◆ TÂCHE DONNÉE
D'après l'entretien ci-dessous, pourquoi Jay-Jay Johanson ne met-il pas de reprises sur ses albums ? Réponds en une à trois phrases.

◆ DOCUMENT SOURCE

+===+

W: Comment l'idée de l'EP NDE s'est-elle imposée à toi, et pourquoi ce choix de chansons ? (ndlr : une reprise de « Video Games » par Lana del Rey et « Loud Places » de Jamie XX)

Jay-Jay Johanson : Tu veux dire le concept d'EP en tant qu'objet ? Quand on a fini l'album (Opium, paru en juin), je me suis mis à beaucoup aimer l'idée d'EPs contenant plein de chansons supplémentaires, c'est une façon de se montrer généreux avec l'audience, et je voulais être généreux ! Je veux que chaque single devienne plus qu'une chanson et une vidéo, mais contiennent plutôt plein de remixes – et encore, les remixes ne sont pas suffisamment généreux pour moi – je voulais plein de bonus tracks. Du reste, je n'ai pas l'habitude de publier des reprises – je me vois avant tout comme un songwriter, je n'ai pas besoin de faire de reprises et c'est pour ça qu'on en trouve pas dans mes albums – mais pour les EPs je me suis dit que ça pourrait être cool de mettre des chansons que j'aime bien à la disposition des gens qui pourraient être curieux de m'entendre interpréter des chansons d'autres artistes. Mais ça ne finirait jamais vraiment sur un LP.

Donc tu penses ça plutôt comme une façon de compléter l'album.

Mmh pas vraiment ; on a un troisième EP qui arrive avec 4 bonus tracks, en tout ça fera bien 12 chansons supplémentaires, je voulais juste être aussi généreux que possible pour chaque single ; mais pour autant elles n'appartiennent pas vraiment à Opium, elles n'auraient rien à y faire. C'est évident qu'on aurait pu mettre plus de chansons qu'on en a mise sur Opium en termes de durée, mais celles qui sont sur l'album sont définitivement celles qui devaient s'y trouver, sans supplément. Et puis les EPs, finalement, ont leur propre petite vie !

C'est quelque chose que tu aimes faire, les reprises ?

Oui c'est fun ! On y a passé tellement peu de temps, c'est quelque chose de très rapide à faire – ça ne nous prend pas plus de 5 à 10 minutes, on n'a jamais à refaire les voix ni aucun des enregistrements, on le mixe de façon très brute. C'est un processus très rapide et amusant, très loin de prendre autant de temps qu'on en passe sur mes chansons ! Et ça peut avoir de très bons côtés, ça peut devenir quelque chose de rafraichissant et différent de ce qu'on propose habituellement. J'ai plein de reprises au chaud chez moi qu'on a fait pendant une pause café... Je veux dire il y a tellement de chansons des 50's à maintenant que j'adore, et il y en a tellement que je pourrais faire, mais je veux aussi que ça éveille la curiosité : « Pourquoi diable a-t-il choisi de reprendre cette chanson ?! » (rires)

+===+

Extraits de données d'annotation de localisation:
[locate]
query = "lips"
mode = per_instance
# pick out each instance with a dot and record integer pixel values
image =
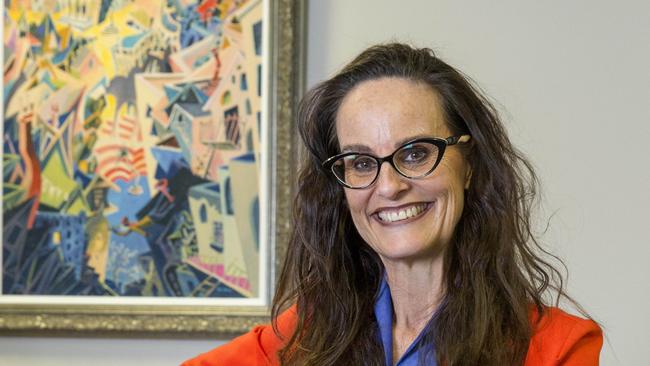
(401, 213)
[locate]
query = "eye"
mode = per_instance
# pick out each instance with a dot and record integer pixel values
(362, 164)
(414, 154)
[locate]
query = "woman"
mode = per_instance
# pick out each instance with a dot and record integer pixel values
(412, 241)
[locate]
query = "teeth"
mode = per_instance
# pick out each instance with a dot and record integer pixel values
(402, 214)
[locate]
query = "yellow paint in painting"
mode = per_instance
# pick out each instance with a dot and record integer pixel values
(109, 110)
(56, 238)
(98, 234)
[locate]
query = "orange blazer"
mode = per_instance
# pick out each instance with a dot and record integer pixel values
(559, 339)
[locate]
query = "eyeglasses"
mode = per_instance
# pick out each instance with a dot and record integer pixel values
(415, 159)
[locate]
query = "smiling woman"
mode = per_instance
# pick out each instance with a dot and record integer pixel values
(428, 259)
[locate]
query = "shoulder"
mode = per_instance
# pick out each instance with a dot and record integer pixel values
(563, 339)
(255, 348)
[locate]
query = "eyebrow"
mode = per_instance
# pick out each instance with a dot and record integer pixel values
(366, 149)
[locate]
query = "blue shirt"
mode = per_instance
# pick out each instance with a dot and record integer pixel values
(384, 315)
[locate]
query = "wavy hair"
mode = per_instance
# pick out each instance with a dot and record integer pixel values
(495, 270)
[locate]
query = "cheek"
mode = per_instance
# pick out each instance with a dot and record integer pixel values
(357, 204)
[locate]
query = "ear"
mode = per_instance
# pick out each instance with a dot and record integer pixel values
(468, 177)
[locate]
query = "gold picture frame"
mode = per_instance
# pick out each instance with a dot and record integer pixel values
(285, 80)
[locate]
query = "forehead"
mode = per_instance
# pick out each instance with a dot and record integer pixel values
(386, 111)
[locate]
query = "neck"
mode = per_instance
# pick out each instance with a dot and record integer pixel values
(417, 288)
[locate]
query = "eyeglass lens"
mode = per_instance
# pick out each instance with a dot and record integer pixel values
(413, 161)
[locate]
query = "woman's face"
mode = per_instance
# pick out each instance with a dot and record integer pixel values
(376, 117)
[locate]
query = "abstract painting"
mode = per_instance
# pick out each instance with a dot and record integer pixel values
(131, 148)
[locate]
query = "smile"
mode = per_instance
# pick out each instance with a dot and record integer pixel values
(403, 213)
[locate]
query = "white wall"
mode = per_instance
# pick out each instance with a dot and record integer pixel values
(572, 81)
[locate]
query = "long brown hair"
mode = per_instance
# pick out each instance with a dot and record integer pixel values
(495, 273)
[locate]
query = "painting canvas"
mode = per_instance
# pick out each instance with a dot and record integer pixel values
(132, 148)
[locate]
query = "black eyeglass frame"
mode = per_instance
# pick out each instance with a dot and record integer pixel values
(440, 143)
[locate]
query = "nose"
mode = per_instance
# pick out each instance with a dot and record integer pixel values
(390, 183)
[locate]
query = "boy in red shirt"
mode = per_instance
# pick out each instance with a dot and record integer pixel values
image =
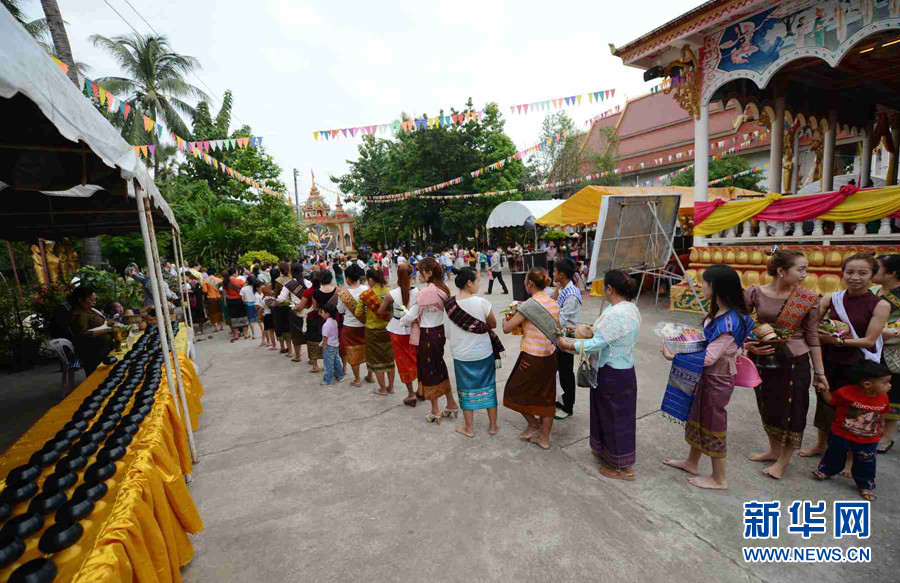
(857, 425)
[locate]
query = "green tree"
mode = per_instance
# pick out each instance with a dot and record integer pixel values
(430, 156)
(155, 85)
(728, 166)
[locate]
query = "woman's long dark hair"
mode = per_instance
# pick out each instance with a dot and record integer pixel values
(726, 285)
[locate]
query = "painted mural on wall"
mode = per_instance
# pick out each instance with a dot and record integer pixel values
(756, 46)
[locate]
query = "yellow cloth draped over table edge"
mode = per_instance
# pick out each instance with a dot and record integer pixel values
(733, 213)
(582, 208)
(860, 207)
(137, 531)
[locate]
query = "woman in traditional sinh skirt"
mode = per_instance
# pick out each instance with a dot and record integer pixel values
(531, 387)
(476, 351)
(397, 303)
(783, 395)
(614, 400)
(379, 355)
(727, 326)
(427, 319)
(353, 332)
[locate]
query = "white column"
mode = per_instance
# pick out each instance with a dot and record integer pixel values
(795, 176)
(865, 163)
(776, 148)
(701, 162)
(828, 156)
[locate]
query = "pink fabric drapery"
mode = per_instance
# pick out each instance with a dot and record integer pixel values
(704, 209)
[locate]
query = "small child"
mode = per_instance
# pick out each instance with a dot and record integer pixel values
(857, 425)
(334, 372)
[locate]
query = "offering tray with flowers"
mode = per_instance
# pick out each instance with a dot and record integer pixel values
(680, 338)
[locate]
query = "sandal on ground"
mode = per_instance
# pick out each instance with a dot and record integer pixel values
(616, 473)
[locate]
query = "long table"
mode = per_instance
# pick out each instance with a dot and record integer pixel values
(139, 530)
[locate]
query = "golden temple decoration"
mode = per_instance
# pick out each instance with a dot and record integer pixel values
(687, 90)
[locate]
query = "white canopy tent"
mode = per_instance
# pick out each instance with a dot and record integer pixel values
(520, 213)
(65, 170)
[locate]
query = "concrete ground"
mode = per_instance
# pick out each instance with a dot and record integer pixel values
(298, 482)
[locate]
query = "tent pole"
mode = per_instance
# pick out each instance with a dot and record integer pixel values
(185, 414)
(154, 289)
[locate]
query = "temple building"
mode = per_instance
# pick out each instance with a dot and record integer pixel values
(328, 230)
(804, 86)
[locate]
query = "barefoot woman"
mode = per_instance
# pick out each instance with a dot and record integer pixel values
(726, 327)
(889, 277)
(531, 387)
(476, 351)
(783, 396)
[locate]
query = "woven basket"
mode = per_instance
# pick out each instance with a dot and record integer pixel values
(681, 347)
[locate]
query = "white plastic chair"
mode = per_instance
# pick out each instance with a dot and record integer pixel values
(60, 346)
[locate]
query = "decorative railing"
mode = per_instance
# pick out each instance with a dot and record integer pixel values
(801, 219)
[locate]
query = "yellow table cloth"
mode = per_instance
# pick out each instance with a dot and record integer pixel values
(138, 530)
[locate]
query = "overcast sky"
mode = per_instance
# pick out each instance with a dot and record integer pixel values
(295, 67)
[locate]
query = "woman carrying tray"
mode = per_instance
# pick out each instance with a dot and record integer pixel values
(783, 396)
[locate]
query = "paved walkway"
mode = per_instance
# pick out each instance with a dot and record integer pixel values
(298, 482)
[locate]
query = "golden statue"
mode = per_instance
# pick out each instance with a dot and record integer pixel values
(68, 260)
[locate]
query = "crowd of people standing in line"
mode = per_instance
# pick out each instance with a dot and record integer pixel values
(404, 331)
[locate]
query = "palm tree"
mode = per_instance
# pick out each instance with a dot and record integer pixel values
(156, 84)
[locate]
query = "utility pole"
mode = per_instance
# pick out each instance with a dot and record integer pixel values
(296, 196)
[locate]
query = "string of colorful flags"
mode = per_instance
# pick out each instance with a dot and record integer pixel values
(458, 180)
(753, 170)
(557, 103)
(400, 126)
(114, 104)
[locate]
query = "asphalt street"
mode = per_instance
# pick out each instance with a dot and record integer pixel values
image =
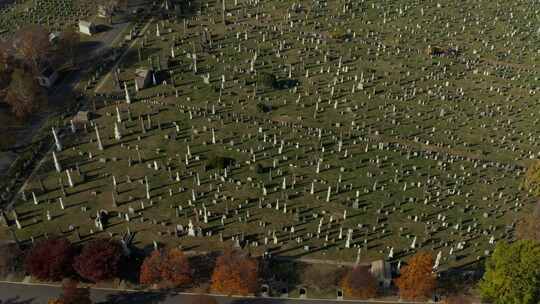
(14, 293)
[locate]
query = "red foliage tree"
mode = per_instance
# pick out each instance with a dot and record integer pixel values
(417, 280)
(360, 283)
(151, 268)
(50, 259)
(99, 260)
(24, 95)
(235, 273)
(175, 268)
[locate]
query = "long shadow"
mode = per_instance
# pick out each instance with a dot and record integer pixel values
(16, 300)
(135, 298)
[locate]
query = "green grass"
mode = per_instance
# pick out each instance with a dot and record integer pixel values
(475, 129)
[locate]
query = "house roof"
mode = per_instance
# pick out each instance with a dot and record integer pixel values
(85, 23)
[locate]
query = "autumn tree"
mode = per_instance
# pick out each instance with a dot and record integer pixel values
(50, 259)
(175, 268)
(73, 294)
(151, 268)
(235, 273)
(170, 267)
(24, 94)
(6, 69)
(512, 274)
(11, 260)
(360, 283)
(417, 280)
(99, 260)
(33, 45)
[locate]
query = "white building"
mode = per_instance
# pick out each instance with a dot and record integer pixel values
(86, 27)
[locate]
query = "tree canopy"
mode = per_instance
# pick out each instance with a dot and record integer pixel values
(417, 280)
(235, 273)
(512, 274)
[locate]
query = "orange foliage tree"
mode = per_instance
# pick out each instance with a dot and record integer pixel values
(151, 269)
(417, 280)
(360, 283)
(175, 268)
(171, 266)
(235, 273)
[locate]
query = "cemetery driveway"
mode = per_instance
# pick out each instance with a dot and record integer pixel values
(25, 134)
(14, 293)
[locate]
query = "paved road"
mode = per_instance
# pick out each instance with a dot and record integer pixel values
(40, 294)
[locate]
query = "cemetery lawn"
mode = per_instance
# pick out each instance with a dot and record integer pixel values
(418, 151)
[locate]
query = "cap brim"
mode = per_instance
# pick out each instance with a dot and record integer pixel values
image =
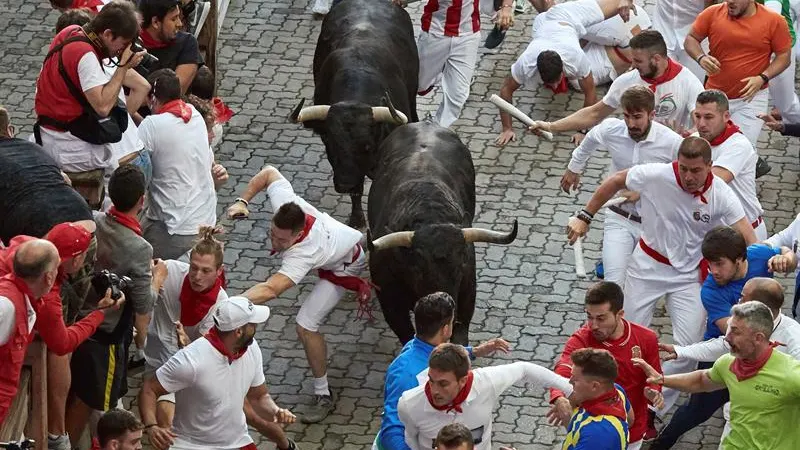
(260, 314)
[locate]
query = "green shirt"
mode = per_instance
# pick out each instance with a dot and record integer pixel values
(765, 409)
(786, 12)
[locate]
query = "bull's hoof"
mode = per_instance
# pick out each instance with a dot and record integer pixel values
(357, 221)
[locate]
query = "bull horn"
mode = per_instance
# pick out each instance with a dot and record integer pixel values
(316, 112)
(392, 240)
(472, 235)
(384, 114)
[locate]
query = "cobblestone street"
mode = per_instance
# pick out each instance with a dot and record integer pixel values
(527, 291)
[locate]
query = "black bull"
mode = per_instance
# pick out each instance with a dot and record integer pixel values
(421, 207)
(365, 78)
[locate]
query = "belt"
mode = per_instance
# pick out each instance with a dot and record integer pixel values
(757, 222)
(626, 214)
(127, 159)
(703, 266)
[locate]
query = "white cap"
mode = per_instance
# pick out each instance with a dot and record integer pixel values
(236, 312)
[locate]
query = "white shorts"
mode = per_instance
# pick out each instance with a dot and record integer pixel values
(580, 14)
(614, 32)
(325, 295)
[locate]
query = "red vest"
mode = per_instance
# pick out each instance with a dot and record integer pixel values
(52, 95)
(12, 353)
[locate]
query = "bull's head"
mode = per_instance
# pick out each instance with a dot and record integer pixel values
(351, 132)
(440, 254)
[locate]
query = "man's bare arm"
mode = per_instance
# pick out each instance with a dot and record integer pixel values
(270, 289)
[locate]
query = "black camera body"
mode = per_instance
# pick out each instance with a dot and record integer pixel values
(149, 61)
(104, 280)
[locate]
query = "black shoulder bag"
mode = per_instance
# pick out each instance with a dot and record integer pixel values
(89, 126)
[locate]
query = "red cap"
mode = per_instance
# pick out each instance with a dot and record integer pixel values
(71, 240)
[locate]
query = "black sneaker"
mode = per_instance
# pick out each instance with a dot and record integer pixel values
(762, 167)
(494, 38)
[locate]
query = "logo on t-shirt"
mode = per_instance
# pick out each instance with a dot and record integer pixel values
(666, 105)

+===+

◆ RÉSULTAT ATTENDU
Il se voit avant tout comme un songwriter et n'a donc pas besoin de faire de reprises. C'est pour cette raison qu'on n'en trouve pas dans ses albums.